Цель задания A -
Что, согласно отрывку о соседе Тимофееве, тот считал своим долгом?
Цель задания B -
Допишите отрывок о соседе Тимофееве, начав сразу после его последнего предложения.

=== Фрагмент страницы ===

Вообще, роль Тимофеева в той игре, которую вел со мной КГБ, была не совсем стандартной. Конечно, гарантии, что он не был обычным стукачом, я дать не могу. И все же, по моим наблюдениям, мой сосед вряд ли на это согласился бы. У Тимофеева было свое понятие о честности и порядочности, о солидарности зеков. Я легко могу представить себе этого убежденного коммуниста в качестве обвинителя на моем суде, но не в роли подсадной утки. При всех наших добрых отношениях он, конечно, никогда бы не стал использовать, скажем, свои встречи с женой для того, чтобы передать от меня весточку на волю, однако считал своим долгом помочь мне принять правильное, с его точки зрения, решение: пойти на компромисс с органами, чтобы спасти свою жизнь. Этим и пользовался КГБ, подбрасывая ему время от времени информацию для меня.

=== Исходный материал ===

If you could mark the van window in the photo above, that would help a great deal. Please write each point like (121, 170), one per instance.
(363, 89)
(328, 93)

===

Ответ на задание A -
Помочь принять правильное, с его точки зрения, решение: пойти на компромисс с органами, чтобы спасти свою жизнь.

Ответ на задание B -
В конце октября Бакланов устроил моему соседу встречу с его старыми друзьями и коллегами – высокопоставленными юристами из ЦК КПСС и МВД. Тимофеев давно мечтал об этом в надежде, что они помогут ему добиться помиловки. У них, в свою очередь, был к нему ряд вопросов – по его прошлому делу и по нынешнему. Бакланов великодушно предоставил им свой кабинет, где они и посидели за чашкой чая. Вернулся оттуда Тимофеев поздно, возбужденный и приободрившийся, отказался от ужина в мою пользу: друзья, мол, хорошо угостили. Долго пересказывал малоинтересные сплетни из жизни своих сослуживцев.
Я слушал его – и из вежливости, и потому, что был уверен: КГБ пришлет мне свой привет и на этот раз.
– Ну, ладно, давайте скорее играть, у меня сегодня счастливый день, везуха. Отомщу вам за все мои проигрыши.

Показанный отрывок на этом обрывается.